## [PAGE EXTRACT]
——————
# Wheeler's "information theoretic" derivation of quantum information

1980s. John Wheeler at the University of Texas would tell his students, “Give an information theoretic derivation of quantum theory!” Information theoretic is an adjective for Claude Shannon's information theory, which used log probabilities to represent bits.

With this desperate call to make quantum theory relatable to information theory, or molded in its likeness, is the link between Shannon's information theory unnaturally linked to "quantum theory of information"? In other words, is the connection between them man-made (superficial) and quantitatively contrived? or are classical and quantum information naturally bonded?

What did Wheeler's career conclude about the connection between information theory and quantum theory (quantum information)? Was he able to derive it information theoretically, and what exactly is the derivation?
——————
Data taken from a collection
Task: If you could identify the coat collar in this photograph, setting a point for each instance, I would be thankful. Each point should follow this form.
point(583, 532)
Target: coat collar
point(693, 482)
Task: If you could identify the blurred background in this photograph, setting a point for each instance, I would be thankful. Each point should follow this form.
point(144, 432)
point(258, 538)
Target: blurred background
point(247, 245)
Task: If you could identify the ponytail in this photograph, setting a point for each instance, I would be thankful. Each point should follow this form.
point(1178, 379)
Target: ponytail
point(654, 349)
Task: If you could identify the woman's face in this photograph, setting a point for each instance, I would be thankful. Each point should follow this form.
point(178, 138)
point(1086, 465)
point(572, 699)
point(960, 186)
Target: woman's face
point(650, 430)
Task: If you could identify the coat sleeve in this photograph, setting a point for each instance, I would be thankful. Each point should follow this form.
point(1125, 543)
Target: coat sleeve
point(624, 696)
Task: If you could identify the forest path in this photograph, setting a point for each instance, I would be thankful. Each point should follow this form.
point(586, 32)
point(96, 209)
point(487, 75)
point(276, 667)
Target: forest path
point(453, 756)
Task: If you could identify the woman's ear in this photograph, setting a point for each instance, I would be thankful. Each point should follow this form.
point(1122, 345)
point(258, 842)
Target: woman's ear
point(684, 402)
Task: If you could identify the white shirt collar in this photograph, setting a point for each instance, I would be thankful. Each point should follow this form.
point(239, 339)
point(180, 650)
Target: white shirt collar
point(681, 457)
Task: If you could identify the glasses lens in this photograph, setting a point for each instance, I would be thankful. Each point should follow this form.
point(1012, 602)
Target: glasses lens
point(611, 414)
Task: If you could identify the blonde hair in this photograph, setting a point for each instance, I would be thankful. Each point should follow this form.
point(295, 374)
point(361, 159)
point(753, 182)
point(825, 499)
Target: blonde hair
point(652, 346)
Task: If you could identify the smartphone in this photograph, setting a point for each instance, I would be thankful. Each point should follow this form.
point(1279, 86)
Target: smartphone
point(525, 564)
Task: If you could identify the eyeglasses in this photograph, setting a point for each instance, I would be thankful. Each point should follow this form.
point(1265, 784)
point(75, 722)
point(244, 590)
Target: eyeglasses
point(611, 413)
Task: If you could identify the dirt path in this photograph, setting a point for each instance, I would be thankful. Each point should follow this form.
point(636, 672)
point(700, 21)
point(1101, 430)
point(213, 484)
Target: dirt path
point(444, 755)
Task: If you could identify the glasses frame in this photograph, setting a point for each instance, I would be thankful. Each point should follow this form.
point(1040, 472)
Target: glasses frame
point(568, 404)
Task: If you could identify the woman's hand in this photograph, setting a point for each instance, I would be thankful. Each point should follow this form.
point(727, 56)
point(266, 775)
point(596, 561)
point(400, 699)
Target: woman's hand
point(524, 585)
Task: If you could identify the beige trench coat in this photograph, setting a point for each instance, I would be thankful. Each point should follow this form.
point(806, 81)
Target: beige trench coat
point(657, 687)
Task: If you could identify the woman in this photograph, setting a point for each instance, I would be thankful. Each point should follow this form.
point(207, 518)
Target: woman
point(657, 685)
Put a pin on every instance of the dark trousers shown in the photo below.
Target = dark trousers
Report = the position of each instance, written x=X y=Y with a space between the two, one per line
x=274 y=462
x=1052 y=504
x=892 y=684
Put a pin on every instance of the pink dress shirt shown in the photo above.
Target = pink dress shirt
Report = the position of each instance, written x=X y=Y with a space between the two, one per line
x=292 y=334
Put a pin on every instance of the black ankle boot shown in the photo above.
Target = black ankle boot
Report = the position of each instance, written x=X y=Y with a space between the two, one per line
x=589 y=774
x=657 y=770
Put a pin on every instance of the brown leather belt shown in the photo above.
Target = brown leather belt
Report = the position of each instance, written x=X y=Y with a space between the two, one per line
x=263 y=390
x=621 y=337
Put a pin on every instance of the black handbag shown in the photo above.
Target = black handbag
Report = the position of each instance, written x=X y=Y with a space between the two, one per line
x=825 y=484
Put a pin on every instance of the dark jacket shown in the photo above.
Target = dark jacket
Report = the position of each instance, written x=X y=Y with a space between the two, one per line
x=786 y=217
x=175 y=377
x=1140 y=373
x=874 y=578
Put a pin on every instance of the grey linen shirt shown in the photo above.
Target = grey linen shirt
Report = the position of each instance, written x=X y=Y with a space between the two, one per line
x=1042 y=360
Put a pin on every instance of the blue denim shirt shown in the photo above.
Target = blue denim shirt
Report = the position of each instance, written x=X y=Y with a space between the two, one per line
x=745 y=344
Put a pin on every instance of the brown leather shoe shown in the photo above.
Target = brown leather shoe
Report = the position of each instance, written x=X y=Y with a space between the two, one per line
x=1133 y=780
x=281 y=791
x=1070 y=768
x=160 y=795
——————
## [DIRECTIONS]
- A) Say whether each statement agrees with the post about Wheeler and quantum information, answering yes or no and quoting the words of the post that decide it: (i) Wheeler was at the University of Texas when he gave his students this challenge. (ii) Shannon's information theory used log probabilities to represent bits. (iii) The post states that Wheeler managed to derive quantum theory information theoretically.
- B) Carry on the post about Wheeler and quantum information, picking up after its last sentence.
The data stand apart from the post about Wheeler and quantum information.

## [RESPONSES BY TASK]
- A)
(i) Yes: "John Wheeler at the University of Texas would tell his students"
(ii) Yes: "Claude Shannon's information theory, which used log probabilities to represent bits"
(iii) No: "Was he able to derive it information theoretically, and what exactly is the derivation?"

- B)
It's a testament to Wheeler's foresight and pedagogy that he saw this as a productive direction to push his students. Whether one views it as natural or not, it was certainly highly productive. Wheeler was both brilliant and highly creative, and he was generally happy to socialize creative theories before he could rigorously support them. According to Feynman$${}^\dagger$$ (another of Wheeler's PhD students) one the critical insights that led to his path integral formulation resulted from Wheeler informing him of his conclusion that there was only a single electron in the universe.
$${}^\dagger$$ If you don't want to read the whole Nobel Lecture, search "Because, they are all the same electron!"